**PROVIDED RECORDS:**

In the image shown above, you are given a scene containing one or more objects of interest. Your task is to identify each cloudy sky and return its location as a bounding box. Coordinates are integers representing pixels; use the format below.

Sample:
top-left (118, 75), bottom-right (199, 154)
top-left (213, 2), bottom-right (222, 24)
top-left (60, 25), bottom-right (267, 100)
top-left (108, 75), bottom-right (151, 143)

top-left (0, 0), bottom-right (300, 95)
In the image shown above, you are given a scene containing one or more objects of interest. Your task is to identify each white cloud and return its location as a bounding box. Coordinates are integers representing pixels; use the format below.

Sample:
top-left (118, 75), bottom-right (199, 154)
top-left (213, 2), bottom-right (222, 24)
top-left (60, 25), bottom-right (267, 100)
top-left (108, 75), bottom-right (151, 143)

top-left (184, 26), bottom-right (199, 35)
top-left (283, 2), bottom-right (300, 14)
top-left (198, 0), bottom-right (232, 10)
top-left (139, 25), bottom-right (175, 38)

**YOUR TASK:**
Please edit the rows above by changing every "bounding box" to "rectangle", leaving the rest of the text as it is.

**TASK RESPONSE:**
In the image shown above, you are given a scene containing one or more objects of interest. Your task is to identify each cloudy sky and return its location as a rectangle. Coordinates are integers representing pixels; use the format below.

Sample:
top-left (118, 75), bottom-right (199, 154)
top-left (213, 2), bottom-right (222, 24)
top-left (60, 25), bottom-right (267, 100)
top-left (108, 75), bottom-right (151, 143)

top-left (0, 0), bottom-right (300, 95)
In the image shown above, you are given a scene containing one or more objects of interest. Your task is to identify each white cloud and return its location as a rectangle. Coordinates are integers representing pixels; use the format below.

Sample:
top-left (118, 75), bottom-right (199, 154)
top-left (213, 2), bottom-right (222, 24)
top-left (60, 25), bottom-right (267, 100)
top-left (108, 75), bottom-right (151, 143)

top-left (184, 26), bottom-right (199, 35)
top-left (283, 2), bottom-right (300, 14)
top-left (198, 0), bottom-right (232, 10)
top-left (139, 25), bottom-right (175, 38)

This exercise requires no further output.